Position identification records
====
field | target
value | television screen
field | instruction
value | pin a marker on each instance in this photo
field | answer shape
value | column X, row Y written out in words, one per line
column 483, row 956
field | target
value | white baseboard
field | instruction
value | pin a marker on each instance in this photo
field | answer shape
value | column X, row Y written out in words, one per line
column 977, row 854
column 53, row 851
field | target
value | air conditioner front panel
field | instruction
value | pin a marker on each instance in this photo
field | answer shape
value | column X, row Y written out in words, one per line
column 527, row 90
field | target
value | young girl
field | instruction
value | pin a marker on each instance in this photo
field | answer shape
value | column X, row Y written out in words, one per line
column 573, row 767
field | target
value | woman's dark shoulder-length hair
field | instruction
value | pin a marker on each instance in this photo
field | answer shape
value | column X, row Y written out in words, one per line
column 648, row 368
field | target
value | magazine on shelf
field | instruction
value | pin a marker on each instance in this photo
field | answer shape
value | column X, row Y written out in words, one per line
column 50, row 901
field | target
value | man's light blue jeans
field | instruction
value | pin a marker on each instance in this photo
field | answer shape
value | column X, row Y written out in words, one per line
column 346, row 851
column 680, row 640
====
__The task__: Rewrite all of the data above, replacing "pin a marker" with "place a dot" everywhere it appears and keeping everything else the same.

__Solution for this problem__:
field | target
value | television screen
field | instruction
value | place a dot on each instance in this photo
field | answer shape
value | column X, row Y written out in words, one per line
column 483, row 956
field | target
value | white baseboard
field | instruction
value | place a dot on each instance in this photo
field | answer shape
value | column X, row Y written out in words, one per line
column 977, row 854
column 53, row 851
field | target
value | air conditioner front panel
field | instruction
value | place a dot on each instance in this photo
field | answer shape
value | column X, row Y written out in words, one per line
column 527, row 90
field | target
value | young girl
field | instruction
value | place a dot on each instance in this photo
field | answer shape
value | column X, row Y written out in words, one per line
column 573, row 767
field | target
value | woman's dark shoulder-length hair
field | instruction
value | place a dot on each instance in this photo
field | answer shape
value | column X, row Y written out in words, one per line
column 648, row 368
field | target
value | magazine on shelf
field | instruction
value | place a dot on each instance in this photo
field | answer shape
value | column X, row Y written out in words, one per line
column 50, row 901
field | target
value | man's light blue jeans
field | instruction
value | place a dot on each instance in this photo
field | answer shape
value | column X, row Y written out in words, one per line
column 346, row 851
column 680, row 640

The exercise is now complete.